Problem description:
The whole listing below must be repeated exactly.

- Opening Delimiter -

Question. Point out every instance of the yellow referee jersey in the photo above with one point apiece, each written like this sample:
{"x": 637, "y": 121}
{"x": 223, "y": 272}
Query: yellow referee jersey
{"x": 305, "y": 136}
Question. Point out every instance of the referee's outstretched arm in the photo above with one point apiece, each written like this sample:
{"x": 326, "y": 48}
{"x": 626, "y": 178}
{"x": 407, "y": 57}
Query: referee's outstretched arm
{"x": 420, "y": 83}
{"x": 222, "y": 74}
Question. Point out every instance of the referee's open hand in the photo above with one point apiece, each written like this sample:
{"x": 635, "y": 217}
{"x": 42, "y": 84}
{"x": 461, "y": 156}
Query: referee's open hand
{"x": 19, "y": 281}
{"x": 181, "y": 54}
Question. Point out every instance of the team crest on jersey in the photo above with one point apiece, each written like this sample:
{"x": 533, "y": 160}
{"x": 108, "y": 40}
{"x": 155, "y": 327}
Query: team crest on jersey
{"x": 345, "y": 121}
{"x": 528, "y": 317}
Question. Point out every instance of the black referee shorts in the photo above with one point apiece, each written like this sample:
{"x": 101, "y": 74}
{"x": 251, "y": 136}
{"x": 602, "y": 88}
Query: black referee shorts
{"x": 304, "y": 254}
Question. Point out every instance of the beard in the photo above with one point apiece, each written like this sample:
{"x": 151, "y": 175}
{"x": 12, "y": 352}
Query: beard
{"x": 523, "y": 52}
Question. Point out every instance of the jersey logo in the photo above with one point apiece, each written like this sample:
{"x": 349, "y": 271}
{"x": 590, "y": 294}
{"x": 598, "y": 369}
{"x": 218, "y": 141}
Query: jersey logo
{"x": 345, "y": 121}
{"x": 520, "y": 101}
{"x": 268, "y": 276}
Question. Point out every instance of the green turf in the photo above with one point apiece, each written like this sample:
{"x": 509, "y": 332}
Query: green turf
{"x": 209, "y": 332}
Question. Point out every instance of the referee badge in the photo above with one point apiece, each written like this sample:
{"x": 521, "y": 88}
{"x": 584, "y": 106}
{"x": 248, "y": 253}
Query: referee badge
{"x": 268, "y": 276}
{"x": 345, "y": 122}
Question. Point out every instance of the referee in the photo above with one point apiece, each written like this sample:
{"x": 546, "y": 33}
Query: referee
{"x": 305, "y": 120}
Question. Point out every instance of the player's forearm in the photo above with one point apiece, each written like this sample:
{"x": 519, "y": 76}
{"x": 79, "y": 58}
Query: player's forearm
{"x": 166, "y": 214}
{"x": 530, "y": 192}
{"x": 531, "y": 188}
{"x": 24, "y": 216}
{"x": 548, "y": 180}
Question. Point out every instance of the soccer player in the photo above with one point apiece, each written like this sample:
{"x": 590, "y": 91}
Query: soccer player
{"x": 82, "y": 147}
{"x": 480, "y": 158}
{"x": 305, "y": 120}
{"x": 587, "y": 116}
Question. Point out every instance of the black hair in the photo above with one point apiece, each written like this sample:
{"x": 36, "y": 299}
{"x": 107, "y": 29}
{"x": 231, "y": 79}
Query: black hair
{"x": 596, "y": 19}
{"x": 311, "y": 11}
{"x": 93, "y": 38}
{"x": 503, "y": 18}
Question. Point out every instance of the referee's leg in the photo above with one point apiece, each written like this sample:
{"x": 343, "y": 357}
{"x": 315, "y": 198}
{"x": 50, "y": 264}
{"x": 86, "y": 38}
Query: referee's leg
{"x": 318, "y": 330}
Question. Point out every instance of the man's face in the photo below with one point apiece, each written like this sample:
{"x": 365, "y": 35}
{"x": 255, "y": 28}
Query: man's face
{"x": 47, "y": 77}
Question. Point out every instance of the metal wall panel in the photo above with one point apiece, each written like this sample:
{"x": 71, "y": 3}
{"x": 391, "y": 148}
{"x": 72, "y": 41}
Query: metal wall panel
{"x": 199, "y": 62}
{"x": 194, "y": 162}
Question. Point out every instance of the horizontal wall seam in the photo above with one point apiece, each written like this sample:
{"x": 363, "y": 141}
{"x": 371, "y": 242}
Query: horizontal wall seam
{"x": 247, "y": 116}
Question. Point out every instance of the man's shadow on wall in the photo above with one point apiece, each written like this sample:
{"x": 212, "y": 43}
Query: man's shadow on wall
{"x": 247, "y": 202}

- Closing Delimiter -

Result of the exercise:
Question. Point out every instance of the yellow referee jersey in the photo above with one point apiece, each written like this sample:
{"x": 637, "y": 121}
{"x": 223, "y": 272}
Query: yellow referee jersey
{"x": 305, "y": 136}
Question. Point out every instance of the referee's outstretched arm in the photo above with one point apiece, each written like this sample:
{"x": 326, "y": 48}
{"x": 626, "y": 178}
{"x": 407, "y": 57}
Query: referee's outstretched arm
{"x": 420, "y": 83}
{"x": 222, "y": 74}
Question. Point out every instance of the referee's open hand in the photo above with one point apiece, each written like this sample:
{"x": 635, "y": 217}
{"x": 42, "y": 84}
{"x": 461, "y": 156}
Query: referee's open hand
{"x": 19, "y": 281}
{"x": 181, "y": 54}
Question. Point out every instance of the team crest on jersey in the photo above with one point apiece, each written like this sample:
{"x": 533, "y": 160}
{"x": 108, "y": 40}
{"x": 155, "y": 327}
Query: team crest on jersey
{"x": 345, "y": 121}
{"x": 528, "y": 317}
Question. Point out every instance of the black referee shorts in the photo above with one point apiece, each written like this sample:
{"x": 101, "y": 74}
{"x": 251, "y": 136}
{"x": 602, "y": 88}
Query: black referee shorts
{"x": 304, "y": 254}
Question. Point out every instance of the beard in the photo above with one point apiece, each written like this sample:
{"x": 151, "y": 175}
{"x": 12, "y": 352}
Query: beard
{"x": 523, "y": 52}
Question. Point out every instance of the jersey logo in the photo above with one point apiece, each written like this sample:
{"x": 349, "y": 271}
{"x": 590, "y": 294}
{"x": 598, "y": 369}
{"x": 218, "y": 141}
Query: jersey logo
{"x": 345, "y": 121}
{"x": 520, "y": 101}
{"x": 268, "y": 276}
Question. Point out every instance of the green turf in the photo above with one point apiece, each written like this sample:
{"x": 509, "y": 332}
Query: green turf
{"x": 209, "y": 332}
Question. Point out every instance of the referee badge in the photo above with one point apiece, each written like this sample:
{"x": 521, "y": 88}
{"x": 584, "y": 106}
{"x": 248, "y": 253}
Query: referee badge
{"x": 268, "y": 276}
{"x": 345, "y": 122}
Question. Point out every instance of the referee in the photo above with one point apiece, each written like this sample:
{"x": 546, "y": 33}
Query: referee
{"x": 305, "y": 120}
Question. Point out every instance of the player's forearm in the photo above with one point apiece, each written like this sample:
{"x": 519, "y": 76}
{"x": 79, "y": 58}
Query: player's forearm
{"x": 166, "y": 214}
{"x": 530, "y": 192}
{"x": 531, "y": 188}
{"x": 24, "y": 216}
{"x": 548, "y": 180}
Question. Point out every instance of the soccer player in the photo above with one point apiece, each written like this sample:
{"x": 590, "y": 91}
Query: soccer player
{"x": 82, "y": 147}
{"x": 480, "y": 158}
{"x": 305, "y": 120}
{"x": 587, "y": 116}
Question. Point out every instance of the black hair in the photo above with one point apiece, each written like this sample:
{"x": 36, "y": 299}
{"x": 107, "y": 29}
{"x": 231, "y": 79}
Query: black hair
{"x": 596, "y": 19}
{"x": 311, "y": 11}
{"x": 93, "y": 38}
{"x": 503, "y": 18}
Question. Point out every instance of the referee's leg in the photo above with one point apiece, each written like this sample:
{"x": 343, "y": 357}
{"x": 315, "y": 198}
{"x": 50, "y": 264}
{"x": 86, "y": 38}
Query: referee's leg
{"x": 318, "y": 330}
Question. Point out every instance of the man's face in the photo below with one point apiece, each written like this sample:
{"x": 365, "y": 35}
{"x": 255, "y": 28}
Query: man's face
{"x": 47, "y": 77}
Question. Point out every instance of the metal wall panel in the photo above with one point apiece, each written like this sample:
{"x": 71, "y": 3}
{"x": 391, "y": 148}
{"x": 72, "y": 41}
Query: metal wall panel
{"x": 199, "y": 62}
{"x": 194, "y": 162}
Question. Point out every instance of the horizontal wall seam in the photo above with one point apiece, each written like this sample:
{"x": 363, "y": 141}
{"x": 371, "y": 242}
Query: horizontal wall seam
{"x": 247, "y": 116}
Question. Point out every instance of the man's shadow on wall in the photo above with one point apiece, each written like this sample:
{"x": 212, "y": 43}
Query: man's shadow on wall
{"x": 247, "y": 202}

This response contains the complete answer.